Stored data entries
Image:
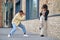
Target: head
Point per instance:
(21, 12)
(45, 7)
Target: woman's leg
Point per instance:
(23, 28)
(13, 29)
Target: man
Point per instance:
(20, 16)
(43, 20)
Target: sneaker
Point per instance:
(26, 35)
(42, 35)
(9, 35)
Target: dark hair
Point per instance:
(21, 11)
(45, 6)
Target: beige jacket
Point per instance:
(17, 19)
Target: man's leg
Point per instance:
(23, 28)
(13, 30)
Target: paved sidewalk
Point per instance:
(19, 35)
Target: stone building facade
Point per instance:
(53, 28)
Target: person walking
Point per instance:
(16, 22)
(43, 20)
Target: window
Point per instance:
(32, 9)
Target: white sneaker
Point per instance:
(9, 35)
(26, 35)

Problem to work on. Output the lines from the one with "Target: paved sidewalk" to the final line of the entries above, exactly as they stand, please, and nothing else.

Solved problem.
Target: paved sidewalk
Point per instance:
(19, 35)
Target: stone building facade
Point per instance:
(53, 28)
Target: person walking
Point per instance:
(16, 22)
(43, 20)
Target: window
Point per instance:
(32, 9)
Target: white sneaker
Point per instance:
(9, 35)
(26, 35)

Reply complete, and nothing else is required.